[Stored records]
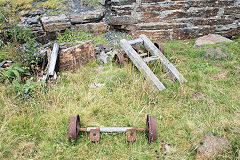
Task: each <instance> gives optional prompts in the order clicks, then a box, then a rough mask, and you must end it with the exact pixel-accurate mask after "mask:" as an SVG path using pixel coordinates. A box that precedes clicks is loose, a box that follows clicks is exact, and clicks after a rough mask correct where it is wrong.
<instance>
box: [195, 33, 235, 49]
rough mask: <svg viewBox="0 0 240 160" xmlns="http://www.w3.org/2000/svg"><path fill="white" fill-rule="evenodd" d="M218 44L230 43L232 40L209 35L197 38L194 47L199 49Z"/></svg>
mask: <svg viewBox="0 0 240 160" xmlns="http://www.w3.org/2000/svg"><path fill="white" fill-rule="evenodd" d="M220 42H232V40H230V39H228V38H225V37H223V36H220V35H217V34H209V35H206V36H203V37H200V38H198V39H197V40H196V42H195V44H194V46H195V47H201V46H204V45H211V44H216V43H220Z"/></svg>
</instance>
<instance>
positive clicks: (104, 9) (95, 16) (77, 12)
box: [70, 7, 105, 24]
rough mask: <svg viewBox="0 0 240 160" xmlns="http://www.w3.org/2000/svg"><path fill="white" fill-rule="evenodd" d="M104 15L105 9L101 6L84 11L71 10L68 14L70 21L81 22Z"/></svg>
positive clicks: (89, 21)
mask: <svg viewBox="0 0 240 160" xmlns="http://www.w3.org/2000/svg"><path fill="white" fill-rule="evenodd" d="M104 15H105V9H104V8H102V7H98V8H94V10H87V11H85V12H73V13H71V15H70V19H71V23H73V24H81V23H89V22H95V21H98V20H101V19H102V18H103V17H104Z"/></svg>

---

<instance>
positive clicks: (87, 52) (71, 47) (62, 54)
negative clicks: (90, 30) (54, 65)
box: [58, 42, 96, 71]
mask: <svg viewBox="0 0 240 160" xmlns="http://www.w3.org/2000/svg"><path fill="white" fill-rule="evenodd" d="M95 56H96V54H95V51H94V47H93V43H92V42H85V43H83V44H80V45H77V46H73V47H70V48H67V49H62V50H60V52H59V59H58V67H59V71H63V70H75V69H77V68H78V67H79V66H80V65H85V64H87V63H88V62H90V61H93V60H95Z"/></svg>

#### [What this task involves]
Reproduce verbatim everything from the line containing "</instance>" down to the line containing "box: [70, 7, 105, 24]", including both of those lines.

#### [Written reply]
</instance>
<instance>
positive clicks: (104, 9) (95, 16) (77, 12)
box: [70, 7, 105, 24]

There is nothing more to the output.